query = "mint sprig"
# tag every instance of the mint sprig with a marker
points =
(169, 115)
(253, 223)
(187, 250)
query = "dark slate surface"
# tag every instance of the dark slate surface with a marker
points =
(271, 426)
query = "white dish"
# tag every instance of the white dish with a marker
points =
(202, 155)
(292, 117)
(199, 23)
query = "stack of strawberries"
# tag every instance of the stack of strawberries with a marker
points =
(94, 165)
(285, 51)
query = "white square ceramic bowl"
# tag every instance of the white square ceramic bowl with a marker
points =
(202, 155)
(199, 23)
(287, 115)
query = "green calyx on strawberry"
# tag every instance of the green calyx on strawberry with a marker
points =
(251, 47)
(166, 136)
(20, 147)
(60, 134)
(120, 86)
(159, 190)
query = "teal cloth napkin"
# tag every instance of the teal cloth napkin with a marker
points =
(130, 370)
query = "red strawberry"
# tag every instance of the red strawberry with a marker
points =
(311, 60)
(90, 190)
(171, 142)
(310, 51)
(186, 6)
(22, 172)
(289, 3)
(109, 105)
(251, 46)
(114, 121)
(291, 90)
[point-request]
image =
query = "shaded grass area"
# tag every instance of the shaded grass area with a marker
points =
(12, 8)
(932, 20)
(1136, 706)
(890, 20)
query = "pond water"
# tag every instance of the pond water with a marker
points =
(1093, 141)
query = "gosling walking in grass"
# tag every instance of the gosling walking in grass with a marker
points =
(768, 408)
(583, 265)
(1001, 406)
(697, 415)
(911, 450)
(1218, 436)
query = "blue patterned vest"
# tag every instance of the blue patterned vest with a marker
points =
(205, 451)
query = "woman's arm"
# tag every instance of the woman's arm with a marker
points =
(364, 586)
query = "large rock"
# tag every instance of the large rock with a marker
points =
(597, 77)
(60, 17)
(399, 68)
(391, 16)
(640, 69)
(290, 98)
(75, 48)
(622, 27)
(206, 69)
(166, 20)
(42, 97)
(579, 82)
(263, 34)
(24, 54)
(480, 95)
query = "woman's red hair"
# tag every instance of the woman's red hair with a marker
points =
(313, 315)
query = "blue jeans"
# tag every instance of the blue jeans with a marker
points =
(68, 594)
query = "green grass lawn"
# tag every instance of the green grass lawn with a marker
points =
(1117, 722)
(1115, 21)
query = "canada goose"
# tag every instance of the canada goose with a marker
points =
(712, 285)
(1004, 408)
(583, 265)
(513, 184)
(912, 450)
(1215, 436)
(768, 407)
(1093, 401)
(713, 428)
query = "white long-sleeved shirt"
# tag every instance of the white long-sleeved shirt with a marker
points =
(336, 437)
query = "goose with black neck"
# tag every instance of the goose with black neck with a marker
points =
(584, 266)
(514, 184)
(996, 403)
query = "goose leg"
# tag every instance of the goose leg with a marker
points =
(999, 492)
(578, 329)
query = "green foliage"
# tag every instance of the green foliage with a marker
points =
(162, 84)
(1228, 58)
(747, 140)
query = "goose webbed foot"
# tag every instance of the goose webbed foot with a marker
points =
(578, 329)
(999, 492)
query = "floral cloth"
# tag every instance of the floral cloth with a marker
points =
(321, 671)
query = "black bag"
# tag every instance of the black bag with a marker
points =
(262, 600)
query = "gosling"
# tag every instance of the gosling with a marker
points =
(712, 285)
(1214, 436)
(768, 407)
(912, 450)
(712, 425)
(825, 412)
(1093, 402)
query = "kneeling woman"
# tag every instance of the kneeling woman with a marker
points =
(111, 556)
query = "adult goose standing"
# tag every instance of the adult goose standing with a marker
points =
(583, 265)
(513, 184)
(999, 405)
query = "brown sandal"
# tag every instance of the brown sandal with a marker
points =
□ □ □ □ □
TASK TO CARRY OUT >>
Repeat each record exactly, leaving nothing out.

WRITTEN RESPONSE >>
query = "mint sprig"
# tag every instance of the mint sprig with a marker
points =
(169, 115)
(253, 223)
(187, 250)
query = "dark slate surface"
# tag every instance of the dark slate surface with a marker
points =
(271, 426)
query = "white dish"
# tag every instance of the white dish with a marker
points =
(202, 155)
(292, 117)
(199, 23)
query = "stack of strawberries"
# tag every instance of the stack of strawberries with a marker
points =
(94, 165)
(285, 51)
query = "white square ceramic bowl"
# tag every instance of the white square ceramic bowl with a marker
points =
(202, 155)
(199, 23)
(287, 115)
query = "green calyx on strawberry"
# tag every instance of the green calyx on strawberry with a marker
points =
(251, 47)
(166, 136)
(20, 147)
(60, 134)
(120, 86)
(159, 190)
query = "teal cloth napkin"
# tag every instance of the teal cloth napkin with a marker
points =
(130, 370)
query = "red strawberry"
# tag every instance of the red strawberry with a marker
points =
(311, 60)
(90, 190)
(171, 142)
(310, 51)
(186, 6)
(22, 172)
(289, 3)
(109, 105)
(251, 46)
(114, 121)
(291, 90)
[point-request]
image =
query = "shaded grass area"
# tag every instance of the shaded grass area with a marker
points =
(12, 8)
(932, 20)
(1136, 706)
(890, 20)
query = "pond water"
# tag every instance of the pond water with a marker
points =
(1093, 141)
query = "gosling walking in grass"
# tag every instance of the gosling walking in grass with a marker
points =
(768, 408)
(583, 265)
(1001, 406)
(697, 415)
(911, 450)
(1218, 436)
query = "blue patterned vest"
# tag every instance of the blue patterned vest with a marker
points =
(205, 451)
query = "woman's arm"
# tag every instance of the woman's arm with a marker
points =
(364, 586)
query = "large rock"
# tag every instance of the large rock with a marker
points =
(597, 77)
(60, 17)
(399, 68)
(391, 16)
(640, 69)
(290, 98)
(75, 48)
(622, 27)
(206, 69)
(166, 20)
(42, 97)
(579, 82)
(263, 34)
(24, 54)
(480, 95)
query = "woman's red hair"
# tag every instance of the woman's red hair with a marker
points =
(313, 315)
query = "blue jeans"
# tag every instance of the blue jeans with a marker
points =
(68, 594)
query = "green grass lawn"
# tag every instance of the green grass lawn with a marker
points =
(1117, 722)
(1115, 21)
query = "canada goose"
# tag every instance of the canada goose with a marker
points =
(712, 285)
(1004, 408)
(583, 265)
(513, 184)
(912, 450)
(1215, 436)
(768, 407)
(1093, 401)
(713, 428)
query = "white long-sleeved shirt"
# tag every instance of the white long-sleeved shirt with a marker
points =
(336, 437)
query = "goose with black neck"
# tag every instance of the goose with black neck with a marker
points =
(584, 266)
(514, 184)
(996, 403)
query = "goose leg"
# tag every instance of the goose leg with a marker
points =
(999, 492)
(578, 329)
query = "green foliage"
# tag every instance of the green foliage with a marker
points =
(162, 84)
(1228, 58)
(747, 140)
query = "goose webbed foot"
# tag every instance of the goose webbed foot with a marker
points =
(578, 329)
(999, 492)
query = "floral cloth"
# tag every instance of the floral cloth with a marker
points =
(321, 671)
query = "black bag"
# tag every instance of the black bag with a marker
points =
(262, 600)
query = "gosling"
# tag every instance of the gosling with a marker
points =
(712, 285)
(1214, 436)
(768, 407)
(912, 450)
(712, 425)
(825, 412)
(1093, 402)
query = "kneeling woman"
# tag every instance of the kneeling woman with a marker
points =
(111, 556)
query = "adult goose standing"
# tag every instance of the adult goose standing with a marker
points =
(583, 265)
(513, 184)
(999, 405)
query = "brown sandal"
# tag every instance of the brown sandal with a marker
points =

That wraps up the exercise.